_PASSAGE DONNÉ_.
◆ ◆ ◆ ◆ ◆

Loin d’être la résultante d’un climato-scepticisme, les critiques exprimées révèlent les contraintes qu’éprouvent les personnes en situation de précarité, mais aussi en situation intermédiaire. Ce sont les difficultés du quotidien sur les manières de se déplacer en milieu rural, de se nourrir convenablement à faible coût ou de maintenir un milieu de vie agréable autour de soi qui se sont exprimées. Mais c’est aussi une anxiété qui a été partagée liée à la crise écologique venant assombrir les perspectives pour l’avenir, tout en ayant des impacts concrets dans le présent. « Peut-être que l’humain va disparaitre », « On est dans le mur, le mal est fait » font ainsi partie des inquiétudes qui ont été verbalisées lors des ateliers.
Les collectifs de Prefigs ont alors exposé leurs préoccupations environnementales, des valeurs d’antigaspillage, leurs savoirs de la débrouillardise populaire écologique ainsi que quelques pratiques qualifiées volontiers d’écogestes. Ce dernier point est intéressant, car il est vrai que les écogestes ont également fait l’objet de critiques, parfois virulentes. Ainsi, dans le quartier populaire du Mont, à Belfort, les « petits gestes pour la planète » ont été décriés par certains (« Ce n’est pas ça qui va sauver le monde », a pu assurer un participant), mais aussi largement valorisés par d’autres :
« Moi j’y crois, j’essaie de polluer le moins possible, trier mes déchets, moins rouler, pas prendre l’avion »,
a-t-on pu entendre, ou encore :
« On fait à notre échelle, du tri […]. Le jardin, c’est petit, il y a peu de monde et on ne nourrira pas le quartier. Mais c’est une petite piste d’avancée. »
Encore une fois, ce qui se cache bien souvent derrière la critique des écogestes, c’est davantage le rejet d’une moralisation venant d’en haut, que les pratiques en elles-mêmes. Alors oui, quelques solutions écologiques ont été décriées à l’instar de la voiture électrique et de l’alimentation bio. Mais la principale raison avancée, c’est l’inaccessibilité économique de ces biens. Car les participants et participantes à Prefigs, en situation de précarité ou non, n’ont pas remis en question l’intérêt d’une alimentation saine et durable ou d’un mode de transport moins carboné.

◆ ◆ ◆ ◆ ◆

_CONSIGNES_.
A. Répondez aux questions suivantes à partir du passage sur les écogestes :
(i) Dans quel quartier de Belfort les « petits gestes pour la planète » ont-ils été décriés par certains ?
(ii) Quelles solutions écologiques sont citées comme ayant été décriées ?
(iii) Quelle est la principale raison avancée pour ces critiques ?
B. Renvoyez à l’identique la partie du passage sur les écogestes comprise entre « Loin d’être la » et « lors des ateliers. », bornes incluses.
C. Reprenez la rédaction du passage sur les écogestes en le poursuivant après sa dernière phrase.

_INFORMATIONS FOURNIES_.
◆ ◆ ◆ ◆ ◆

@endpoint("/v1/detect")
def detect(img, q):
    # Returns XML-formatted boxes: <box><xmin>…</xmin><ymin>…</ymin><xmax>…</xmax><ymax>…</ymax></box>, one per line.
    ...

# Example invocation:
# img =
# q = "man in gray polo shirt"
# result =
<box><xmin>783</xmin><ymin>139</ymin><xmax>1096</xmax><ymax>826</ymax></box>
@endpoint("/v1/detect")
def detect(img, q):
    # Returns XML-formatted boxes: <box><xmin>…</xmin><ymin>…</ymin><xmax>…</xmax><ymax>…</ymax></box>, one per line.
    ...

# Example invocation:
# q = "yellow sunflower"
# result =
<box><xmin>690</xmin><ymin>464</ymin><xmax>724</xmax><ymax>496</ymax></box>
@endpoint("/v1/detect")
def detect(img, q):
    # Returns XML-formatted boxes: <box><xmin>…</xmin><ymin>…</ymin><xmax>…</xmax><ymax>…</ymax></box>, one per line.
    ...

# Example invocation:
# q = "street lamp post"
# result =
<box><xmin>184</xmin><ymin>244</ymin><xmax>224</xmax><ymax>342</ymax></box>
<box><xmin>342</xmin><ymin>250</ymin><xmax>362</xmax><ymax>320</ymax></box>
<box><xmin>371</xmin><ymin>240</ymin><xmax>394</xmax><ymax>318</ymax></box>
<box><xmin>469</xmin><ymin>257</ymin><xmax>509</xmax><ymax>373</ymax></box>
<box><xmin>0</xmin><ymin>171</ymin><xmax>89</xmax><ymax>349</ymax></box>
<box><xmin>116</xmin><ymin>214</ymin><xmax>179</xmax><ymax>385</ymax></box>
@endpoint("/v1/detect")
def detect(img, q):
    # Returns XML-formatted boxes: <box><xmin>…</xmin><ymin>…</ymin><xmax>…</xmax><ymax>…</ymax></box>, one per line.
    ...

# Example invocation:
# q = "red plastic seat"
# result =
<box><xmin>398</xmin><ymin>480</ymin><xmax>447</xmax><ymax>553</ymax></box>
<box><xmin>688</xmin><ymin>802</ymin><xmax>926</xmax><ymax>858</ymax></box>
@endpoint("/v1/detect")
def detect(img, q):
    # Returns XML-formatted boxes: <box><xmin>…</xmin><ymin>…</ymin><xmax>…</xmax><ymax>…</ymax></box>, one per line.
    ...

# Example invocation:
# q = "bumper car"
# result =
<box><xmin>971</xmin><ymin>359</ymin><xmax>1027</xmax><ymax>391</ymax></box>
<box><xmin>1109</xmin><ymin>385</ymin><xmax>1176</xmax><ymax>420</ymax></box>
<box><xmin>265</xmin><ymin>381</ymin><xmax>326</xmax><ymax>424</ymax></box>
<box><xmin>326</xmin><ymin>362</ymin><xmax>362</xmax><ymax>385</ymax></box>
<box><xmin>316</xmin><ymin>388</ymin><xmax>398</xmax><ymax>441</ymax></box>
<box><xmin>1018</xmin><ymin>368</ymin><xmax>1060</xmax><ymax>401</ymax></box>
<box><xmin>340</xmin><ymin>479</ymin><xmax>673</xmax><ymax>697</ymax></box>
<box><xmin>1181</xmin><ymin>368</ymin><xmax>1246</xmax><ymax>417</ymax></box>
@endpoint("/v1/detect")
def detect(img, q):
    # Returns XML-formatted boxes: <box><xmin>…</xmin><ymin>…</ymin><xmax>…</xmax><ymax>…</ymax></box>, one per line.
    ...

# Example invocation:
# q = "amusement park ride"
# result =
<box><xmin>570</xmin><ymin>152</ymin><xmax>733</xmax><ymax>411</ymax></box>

◆ ◆ ◆ ◆ ◆

_RÉSULTATS FINAUX_.
A.
(i) Dans le quartier populaire du Mont.
(ii) La voiture électrique et l’alimentation bio.
(iii) L’inaccessibilité économique de ces biens.

B.
Loin d’être la résultante d’un climato-scepticisme, les critiques exprimées révèlent les contraintes qu’éprouvent les personnes en situation de précarité, mais aussi en situation intermédiaire. Ce sont les difficultés du quotidien sur les manières de se déplacer en milieu rural, de se nourrir convenablement à faible coût ou de maintenir un milieu de vie agréable autour de soi qui se sont exprimées. Mais c’est aussi une anxiété qui a été partagée liée à la crise écologique venant assombrir les perspectives pour l’avenir, tout en ayant des impacts concrets dans le présent. « Peut-être que l’humain va disparaitre », « On est dans le mur, le mal est fait » font ainsi partie des inquiétudes qui ont été verbalisées lors des ateliers.

C.
« Ce qu’il nous faut, c’est un truc simple, a résumé un participant ayant l’expérience de la précarité. On a juste besoin d’un petit coin pour se reposer, qui ne prend pas trop d’énergie, qui ne dépense pas beaucoup dans l’écologie. Ça, c’est l’idéal. Un toit, un coin où se reposer, mais minimaliste, pas besoin de plus. Tu vois que, pendant la vie, on n’a pas besoin de plus pour être heureux. »
L’enquête Prefigs met finalement en évidence une « écologie en tension » : tour à tour rejetée, lorsqu’elle est perçue comme une injonction moralisatrice ou élitiste, et vécue comme une évidence, lorsqu’elle se fond dans les pratiques ordinaires (cuisine, jardinage, récupération, covoiturage). Celles-ci, bien que modestes, produisent des affects positifs et participent d’une responsabilisation située, ouvrant des pistes pour penser une écologie ancrée dans les réalités sociales.
Alors que les enjeux de préservation sont souvent vus comme un supplément d’âme des populations aisées, les personnes en situation de précarité qui ont participé à Prefigs se sont engagées avec d’autres dans des actions concrètes dénonçant le manque de considération à la fois environnementale et sociale.
Pendant les deux années d’enquête les collectifs citoyens ont, d’abord, identifié une situation jugée problématique, générée par la précarité, par les inégalités environnementales, par le changement climatique, par la raréfaction des ressources, de la biodiversité et des liens sociaux. Les difficultés du quotidien ont ainsi rejoint les enjeux globaux pour étudier les conditions d’une mobilité moins carbonée en milieu rural (à Prémery), d’une alimentation saine et durable pour tous (à Tournus), d’une habitabilité des milieux de vie en quartiers populaires attentive aux humains comme aux non-humains (à Autun et à Belfort).
Puis les collectifs se sont engagés dans l’élaboration de solutions locales de transition écologique juste, en organisant un système de covoiturage, une caisse locale alimentaire, des jardins partagés, des animations participatives, et en créant une œuvre collective, intitulée la Forêt magique.
Cette dernière est un bon exemple pour illustrer le processus de mobilisation écologique en milieux populaires. Dans l’Autunois, les débats autour des déchets ont été au cœur des échanges, révélant une double lecture : certaines personnes attribuent la saleté du quartier à la responsabilité individuelle des habitants et habitantes, d’autres pointent les insuffisances des services publics, notamment dans la collecte et le tri. Ce questionnement a permis la construction progressive d’une responsabilité collective envers leur cadre de vie.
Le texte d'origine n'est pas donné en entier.